**WHAT IS REQUIRED:**
Beginning at the line containing "Every instance of the man in" and continuing to the end of the records below, give each line again exactly as it stands, and only those lines.

--- RECORDS SUPPLIED Enclosed Below ---

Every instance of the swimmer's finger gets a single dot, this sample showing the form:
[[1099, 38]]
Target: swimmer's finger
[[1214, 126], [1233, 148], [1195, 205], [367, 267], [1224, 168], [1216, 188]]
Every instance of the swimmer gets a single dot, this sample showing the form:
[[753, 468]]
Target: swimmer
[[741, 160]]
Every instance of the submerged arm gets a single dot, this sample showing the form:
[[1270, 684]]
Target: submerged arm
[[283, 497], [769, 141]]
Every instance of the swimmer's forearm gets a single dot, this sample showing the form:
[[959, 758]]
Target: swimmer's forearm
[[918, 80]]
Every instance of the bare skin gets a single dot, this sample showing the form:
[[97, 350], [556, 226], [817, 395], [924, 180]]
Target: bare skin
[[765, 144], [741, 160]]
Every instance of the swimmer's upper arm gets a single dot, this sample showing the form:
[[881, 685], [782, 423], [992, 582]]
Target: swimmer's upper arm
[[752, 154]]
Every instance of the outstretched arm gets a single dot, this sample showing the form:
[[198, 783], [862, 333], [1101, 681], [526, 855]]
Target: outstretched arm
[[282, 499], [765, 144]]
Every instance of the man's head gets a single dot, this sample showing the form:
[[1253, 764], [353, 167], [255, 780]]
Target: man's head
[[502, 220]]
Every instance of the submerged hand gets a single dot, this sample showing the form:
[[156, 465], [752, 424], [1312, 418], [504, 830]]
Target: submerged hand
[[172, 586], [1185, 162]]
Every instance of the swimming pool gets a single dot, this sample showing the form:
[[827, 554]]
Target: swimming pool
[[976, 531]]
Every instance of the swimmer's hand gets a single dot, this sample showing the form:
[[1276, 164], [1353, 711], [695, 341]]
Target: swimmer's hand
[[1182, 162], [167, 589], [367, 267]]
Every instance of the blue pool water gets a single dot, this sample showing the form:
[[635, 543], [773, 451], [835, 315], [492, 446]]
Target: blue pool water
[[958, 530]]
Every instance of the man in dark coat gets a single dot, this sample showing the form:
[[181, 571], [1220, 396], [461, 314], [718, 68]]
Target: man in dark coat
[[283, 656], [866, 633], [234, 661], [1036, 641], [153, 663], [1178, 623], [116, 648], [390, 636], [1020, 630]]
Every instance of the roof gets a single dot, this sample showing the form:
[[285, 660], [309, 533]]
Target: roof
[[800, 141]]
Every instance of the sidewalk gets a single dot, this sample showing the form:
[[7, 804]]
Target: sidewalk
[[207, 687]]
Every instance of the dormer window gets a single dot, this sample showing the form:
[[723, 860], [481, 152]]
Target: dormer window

--- End of Enclosed RECORDS SUPPLIED ---

**WORKED SOLUTION:**
Every instance of the man in dark coat gets a single dot, this sample showing the form:
[[181, 571], [1220, 396], [461, 314], [718, 68]]
Target: man in dark coat
[[283, 656], [866, 633], [234, 661], [1036, 641], [153, 663], [1178, 623], [116, 648], [390, 636], [1020, 630]]
Every instance of the roof gets a single dot, this sample showing the form:
[[285, 660], [309, 533]]
Target: roof
[[800, 141]]
Every instance of the sidewalk gets a single dot, this sample showing the form:
[[7, 804]]
Target: sidewalk
[[207, 687]]
Every instance of the dormer window gets a single dot, this sample showing the form:
[[723, 860], [481, 152]]
Target: dormer window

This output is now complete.